▸ **Exercise task**
Pull out every line of the material below that contains the word "window", matching its case exactly.

▸ **Supplied records**
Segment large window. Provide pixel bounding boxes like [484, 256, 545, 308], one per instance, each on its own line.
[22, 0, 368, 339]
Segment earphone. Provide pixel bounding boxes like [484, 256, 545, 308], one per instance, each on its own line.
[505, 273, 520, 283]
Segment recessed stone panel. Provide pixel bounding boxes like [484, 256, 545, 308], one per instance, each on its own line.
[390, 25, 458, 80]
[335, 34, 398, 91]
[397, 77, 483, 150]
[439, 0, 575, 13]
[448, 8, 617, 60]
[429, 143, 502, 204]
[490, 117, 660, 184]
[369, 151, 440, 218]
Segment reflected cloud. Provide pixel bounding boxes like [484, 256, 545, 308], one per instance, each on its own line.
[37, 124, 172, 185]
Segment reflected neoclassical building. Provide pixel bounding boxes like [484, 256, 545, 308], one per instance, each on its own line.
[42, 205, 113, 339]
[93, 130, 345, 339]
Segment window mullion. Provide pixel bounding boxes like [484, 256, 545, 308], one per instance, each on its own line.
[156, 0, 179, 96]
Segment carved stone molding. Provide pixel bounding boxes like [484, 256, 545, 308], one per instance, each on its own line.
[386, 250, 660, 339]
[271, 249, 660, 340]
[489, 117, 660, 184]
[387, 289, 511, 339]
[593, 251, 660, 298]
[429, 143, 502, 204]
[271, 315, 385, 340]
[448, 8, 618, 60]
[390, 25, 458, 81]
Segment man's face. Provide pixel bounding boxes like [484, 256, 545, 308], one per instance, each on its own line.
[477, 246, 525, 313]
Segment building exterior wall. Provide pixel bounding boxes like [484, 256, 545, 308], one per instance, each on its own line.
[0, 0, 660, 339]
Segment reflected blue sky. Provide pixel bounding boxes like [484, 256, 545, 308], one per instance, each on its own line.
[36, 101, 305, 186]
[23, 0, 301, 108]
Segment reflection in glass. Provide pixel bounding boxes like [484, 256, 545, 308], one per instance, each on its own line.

▸ **Written response**
Segment large window. Provide pixel bounding boxes like [484, 256, 545, 308], one per instance, each on its own line.
Segment window mullion. Provide pixel bounding boxes like [484, 256, 545, 308], one per instance, each on its own line.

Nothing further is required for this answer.